> ZIEL DER AUFGABE
Geben Sie aus dem Bericht über die Wall Street alles von „Uneinheitliche Wall Street“ bis hinunter zu „Dow Jones zu.“ wortgetreu wieder.

> DOKUMENTAUSZUG
* * * *
Uneinheitliche Wall Street Berichtssaison sorgt für Kurskapriolen
Weitere Quartalsergebnisse haben heute den Handel in New York bestimmt und für einen uneinheitlichen Verlauf gesorgt. Während die Nasdaq schwächer tendierte, legte der Leitindex Dow Jones zu.
Der Handel an der Wall Street stand heute erneut ganz im Zeichen der laufenden Berichtssaison der Unternehmen. Dabei haben enttäuschende Geschäftszahlen von Tesla und Netflix vor allem der Technologiebörse Nasdaq zugesetzt, wo es deutlich um 2,05 Prozent bergab ging. Auch der Auswahlindex Nasdaq 100 sackte um 2,28 Prozent ab auf 15.466 Punkte.
* * * *
[Daten der Segmentierungsmasken]
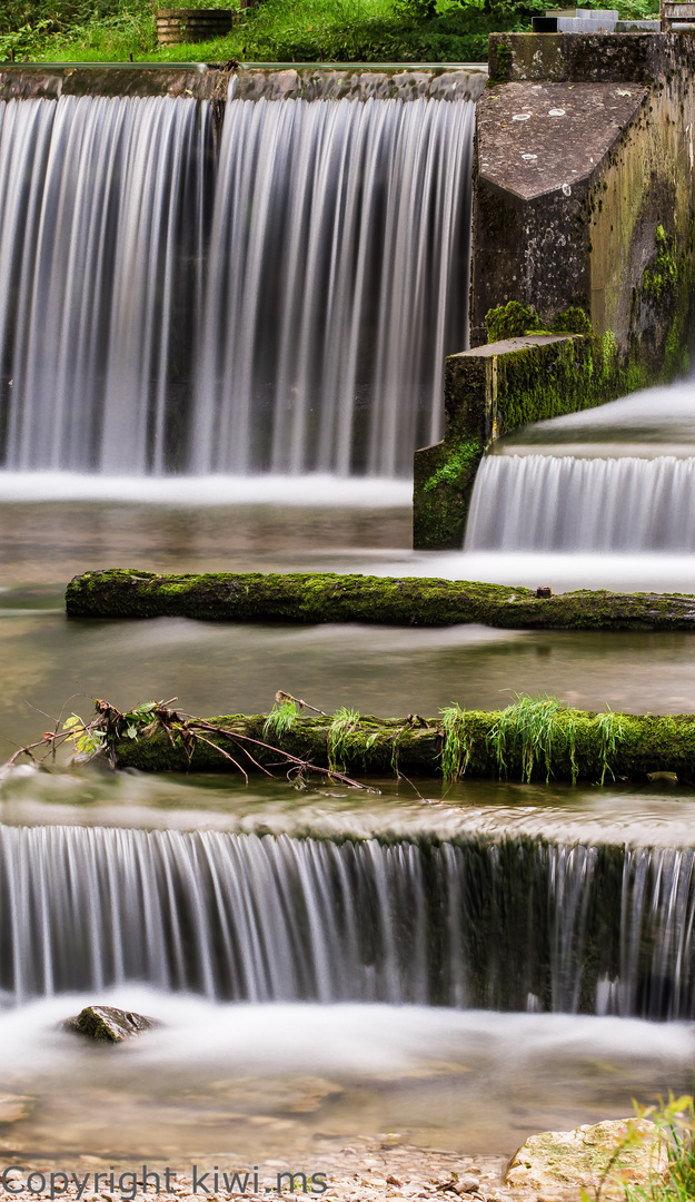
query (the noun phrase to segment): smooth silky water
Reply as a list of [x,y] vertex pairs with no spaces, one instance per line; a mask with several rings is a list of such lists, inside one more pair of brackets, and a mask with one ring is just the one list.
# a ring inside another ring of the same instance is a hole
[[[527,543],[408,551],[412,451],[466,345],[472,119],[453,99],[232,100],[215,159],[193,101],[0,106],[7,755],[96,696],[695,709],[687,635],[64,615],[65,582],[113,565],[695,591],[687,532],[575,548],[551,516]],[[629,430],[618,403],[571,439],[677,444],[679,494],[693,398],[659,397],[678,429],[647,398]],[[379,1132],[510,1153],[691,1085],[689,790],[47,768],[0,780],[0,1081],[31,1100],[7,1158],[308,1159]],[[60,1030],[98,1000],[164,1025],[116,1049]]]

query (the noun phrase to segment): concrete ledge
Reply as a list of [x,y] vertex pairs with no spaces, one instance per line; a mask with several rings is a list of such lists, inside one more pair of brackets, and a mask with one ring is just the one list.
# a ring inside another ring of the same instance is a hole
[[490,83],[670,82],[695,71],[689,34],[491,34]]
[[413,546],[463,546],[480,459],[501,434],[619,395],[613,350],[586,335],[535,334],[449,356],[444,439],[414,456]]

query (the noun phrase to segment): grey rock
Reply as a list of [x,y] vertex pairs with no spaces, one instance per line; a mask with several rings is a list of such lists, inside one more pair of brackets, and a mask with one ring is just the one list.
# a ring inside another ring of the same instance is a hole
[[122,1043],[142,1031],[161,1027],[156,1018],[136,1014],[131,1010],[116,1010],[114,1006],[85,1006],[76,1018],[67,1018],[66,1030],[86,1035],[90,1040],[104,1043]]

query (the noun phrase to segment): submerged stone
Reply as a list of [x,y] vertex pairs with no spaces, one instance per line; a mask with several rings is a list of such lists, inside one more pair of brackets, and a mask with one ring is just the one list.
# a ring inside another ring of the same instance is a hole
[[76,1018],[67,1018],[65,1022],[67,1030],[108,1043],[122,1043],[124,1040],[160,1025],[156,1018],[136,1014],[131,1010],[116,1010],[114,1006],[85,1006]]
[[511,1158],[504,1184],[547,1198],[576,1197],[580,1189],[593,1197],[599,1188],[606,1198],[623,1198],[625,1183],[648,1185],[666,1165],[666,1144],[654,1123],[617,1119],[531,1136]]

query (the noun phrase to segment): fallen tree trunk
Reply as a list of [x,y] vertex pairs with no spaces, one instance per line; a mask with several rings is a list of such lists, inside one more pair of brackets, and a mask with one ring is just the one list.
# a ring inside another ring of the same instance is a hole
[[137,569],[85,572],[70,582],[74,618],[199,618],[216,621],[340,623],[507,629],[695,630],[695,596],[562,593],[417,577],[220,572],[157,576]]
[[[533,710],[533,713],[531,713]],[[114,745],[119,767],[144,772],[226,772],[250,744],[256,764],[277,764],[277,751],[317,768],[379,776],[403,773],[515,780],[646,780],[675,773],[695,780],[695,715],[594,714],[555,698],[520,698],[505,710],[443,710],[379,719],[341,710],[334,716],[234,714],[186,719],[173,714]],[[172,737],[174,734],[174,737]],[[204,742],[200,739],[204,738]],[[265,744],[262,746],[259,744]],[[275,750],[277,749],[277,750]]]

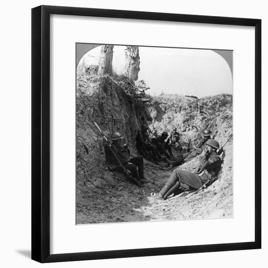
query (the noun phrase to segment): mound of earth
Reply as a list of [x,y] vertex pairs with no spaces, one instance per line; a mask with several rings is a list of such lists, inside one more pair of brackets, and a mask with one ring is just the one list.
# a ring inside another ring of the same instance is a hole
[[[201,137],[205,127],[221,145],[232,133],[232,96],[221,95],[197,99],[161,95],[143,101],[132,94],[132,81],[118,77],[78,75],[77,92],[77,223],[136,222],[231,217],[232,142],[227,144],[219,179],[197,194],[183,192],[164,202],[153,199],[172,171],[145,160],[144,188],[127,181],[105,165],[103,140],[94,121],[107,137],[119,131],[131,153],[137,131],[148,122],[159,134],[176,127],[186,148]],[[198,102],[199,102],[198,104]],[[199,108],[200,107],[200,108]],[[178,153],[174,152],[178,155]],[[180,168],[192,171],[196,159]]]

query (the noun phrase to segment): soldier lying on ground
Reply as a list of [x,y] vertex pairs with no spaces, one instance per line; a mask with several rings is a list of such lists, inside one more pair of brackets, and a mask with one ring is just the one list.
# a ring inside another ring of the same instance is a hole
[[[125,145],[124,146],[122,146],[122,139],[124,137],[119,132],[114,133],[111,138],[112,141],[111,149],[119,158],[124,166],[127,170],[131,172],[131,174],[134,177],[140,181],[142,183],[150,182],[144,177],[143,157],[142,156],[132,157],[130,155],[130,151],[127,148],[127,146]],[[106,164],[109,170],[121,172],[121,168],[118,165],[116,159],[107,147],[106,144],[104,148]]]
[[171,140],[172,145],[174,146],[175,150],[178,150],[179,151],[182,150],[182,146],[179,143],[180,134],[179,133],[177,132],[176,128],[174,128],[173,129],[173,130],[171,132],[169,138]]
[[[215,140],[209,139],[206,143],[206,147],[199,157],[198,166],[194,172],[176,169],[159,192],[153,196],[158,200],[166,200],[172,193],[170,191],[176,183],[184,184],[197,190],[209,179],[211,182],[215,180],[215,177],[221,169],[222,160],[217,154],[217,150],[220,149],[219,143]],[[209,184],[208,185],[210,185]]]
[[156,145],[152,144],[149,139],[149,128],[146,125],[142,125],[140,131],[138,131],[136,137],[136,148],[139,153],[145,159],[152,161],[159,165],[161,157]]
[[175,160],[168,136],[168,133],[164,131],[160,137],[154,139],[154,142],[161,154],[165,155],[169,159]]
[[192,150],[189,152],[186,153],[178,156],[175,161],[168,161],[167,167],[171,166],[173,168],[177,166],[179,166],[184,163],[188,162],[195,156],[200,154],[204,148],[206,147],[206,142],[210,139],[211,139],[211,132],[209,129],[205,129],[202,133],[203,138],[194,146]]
* * * *
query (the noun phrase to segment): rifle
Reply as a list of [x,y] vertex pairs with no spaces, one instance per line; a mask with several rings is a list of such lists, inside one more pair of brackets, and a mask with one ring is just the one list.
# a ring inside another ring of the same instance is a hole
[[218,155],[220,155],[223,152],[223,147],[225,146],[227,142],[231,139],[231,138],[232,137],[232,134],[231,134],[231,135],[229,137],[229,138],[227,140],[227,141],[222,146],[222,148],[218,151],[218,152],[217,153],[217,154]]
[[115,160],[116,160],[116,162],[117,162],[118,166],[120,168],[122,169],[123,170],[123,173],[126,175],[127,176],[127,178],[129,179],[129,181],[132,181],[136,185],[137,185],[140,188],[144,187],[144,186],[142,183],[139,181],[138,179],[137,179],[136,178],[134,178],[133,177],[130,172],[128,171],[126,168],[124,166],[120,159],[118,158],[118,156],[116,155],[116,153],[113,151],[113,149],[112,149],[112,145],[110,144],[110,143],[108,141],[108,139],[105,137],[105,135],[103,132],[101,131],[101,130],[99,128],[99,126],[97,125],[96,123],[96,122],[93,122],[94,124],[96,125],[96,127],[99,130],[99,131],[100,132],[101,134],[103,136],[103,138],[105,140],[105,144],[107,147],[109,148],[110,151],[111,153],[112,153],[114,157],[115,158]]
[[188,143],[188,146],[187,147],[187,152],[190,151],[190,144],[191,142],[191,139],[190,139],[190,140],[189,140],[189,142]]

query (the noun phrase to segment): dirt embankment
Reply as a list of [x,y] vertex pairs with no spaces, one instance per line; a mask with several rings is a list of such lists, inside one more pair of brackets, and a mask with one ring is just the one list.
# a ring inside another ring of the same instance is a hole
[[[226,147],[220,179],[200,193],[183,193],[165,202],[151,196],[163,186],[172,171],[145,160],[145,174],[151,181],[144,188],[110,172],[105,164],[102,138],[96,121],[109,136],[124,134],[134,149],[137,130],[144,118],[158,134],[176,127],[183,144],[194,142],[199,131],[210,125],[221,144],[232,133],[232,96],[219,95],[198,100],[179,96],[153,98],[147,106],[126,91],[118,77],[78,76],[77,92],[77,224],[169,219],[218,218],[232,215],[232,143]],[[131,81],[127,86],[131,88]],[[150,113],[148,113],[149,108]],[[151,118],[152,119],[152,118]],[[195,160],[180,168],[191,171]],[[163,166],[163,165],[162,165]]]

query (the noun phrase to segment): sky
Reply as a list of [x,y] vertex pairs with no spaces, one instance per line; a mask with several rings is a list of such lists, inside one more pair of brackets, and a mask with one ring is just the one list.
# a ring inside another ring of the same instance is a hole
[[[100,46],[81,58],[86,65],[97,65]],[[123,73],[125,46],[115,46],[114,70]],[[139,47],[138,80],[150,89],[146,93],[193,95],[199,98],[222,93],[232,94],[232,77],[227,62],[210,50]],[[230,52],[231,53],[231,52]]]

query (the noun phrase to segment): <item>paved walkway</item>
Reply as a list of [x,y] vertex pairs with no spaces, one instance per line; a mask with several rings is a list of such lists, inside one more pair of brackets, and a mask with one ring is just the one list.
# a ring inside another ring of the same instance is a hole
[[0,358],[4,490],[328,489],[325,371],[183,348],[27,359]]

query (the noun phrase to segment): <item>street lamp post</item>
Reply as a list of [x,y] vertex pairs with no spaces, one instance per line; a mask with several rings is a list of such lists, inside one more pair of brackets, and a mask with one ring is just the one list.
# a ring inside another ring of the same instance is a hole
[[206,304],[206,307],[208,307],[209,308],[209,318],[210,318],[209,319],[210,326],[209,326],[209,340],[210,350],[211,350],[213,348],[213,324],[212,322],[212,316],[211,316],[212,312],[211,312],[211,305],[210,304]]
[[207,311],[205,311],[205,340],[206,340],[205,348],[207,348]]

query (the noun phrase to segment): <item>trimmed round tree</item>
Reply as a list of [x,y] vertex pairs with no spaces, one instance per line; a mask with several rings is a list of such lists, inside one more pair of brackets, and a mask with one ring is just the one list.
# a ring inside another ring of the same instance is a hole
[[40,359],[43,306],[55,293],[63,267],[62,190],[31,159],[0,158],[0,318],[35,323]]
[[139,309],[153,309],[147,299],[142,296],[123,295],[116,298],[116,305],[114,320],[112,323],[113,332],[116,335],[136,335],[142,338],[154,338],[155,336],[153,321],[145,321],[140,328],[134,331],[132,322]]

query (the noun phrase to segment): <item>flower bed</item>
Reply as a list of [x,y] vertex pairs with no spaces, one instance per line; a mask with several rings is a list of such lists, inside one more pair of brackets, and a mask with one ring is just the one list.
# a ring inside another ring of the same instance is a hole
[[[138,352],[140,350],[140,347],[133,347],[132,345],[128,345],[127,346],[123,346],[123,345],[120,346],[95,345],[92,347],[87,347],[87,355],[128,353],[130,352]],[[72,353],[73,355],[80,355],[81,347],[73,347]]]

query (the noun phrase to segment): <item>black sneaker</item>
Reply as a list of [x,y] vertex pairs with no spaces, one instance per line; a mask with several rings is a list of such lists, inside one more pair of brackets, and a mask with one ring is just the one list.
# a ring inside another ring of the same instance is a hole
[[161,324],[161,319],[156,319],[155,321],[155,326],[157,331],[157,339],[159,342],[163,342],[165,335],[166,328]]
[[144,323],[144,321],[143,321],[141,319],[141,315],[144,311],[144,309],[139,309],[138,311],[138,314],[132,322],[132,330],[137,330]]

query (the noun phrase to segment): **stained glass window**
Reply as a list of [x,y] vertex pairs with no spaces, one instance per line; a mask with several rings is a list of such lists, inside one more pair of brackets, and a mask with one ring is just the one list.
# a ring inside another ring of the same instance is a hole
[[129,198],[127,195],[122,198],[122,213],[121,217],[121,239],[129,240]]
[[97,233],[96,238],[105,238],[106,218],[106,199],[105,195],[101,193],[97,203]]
* * * *
> ANTWORTBEREICH
Uneinheitliche Wall Street Berichtssaison sorgt für Kurskapriolen
Weitere Quartalsergebnisse haben heute den Handel in New York bestimmt und für einen uneinheitlichen Verlauf gesorgt. Während die Nasdaq schwächer tendierte, legte der Leitindex Dow Jones zu.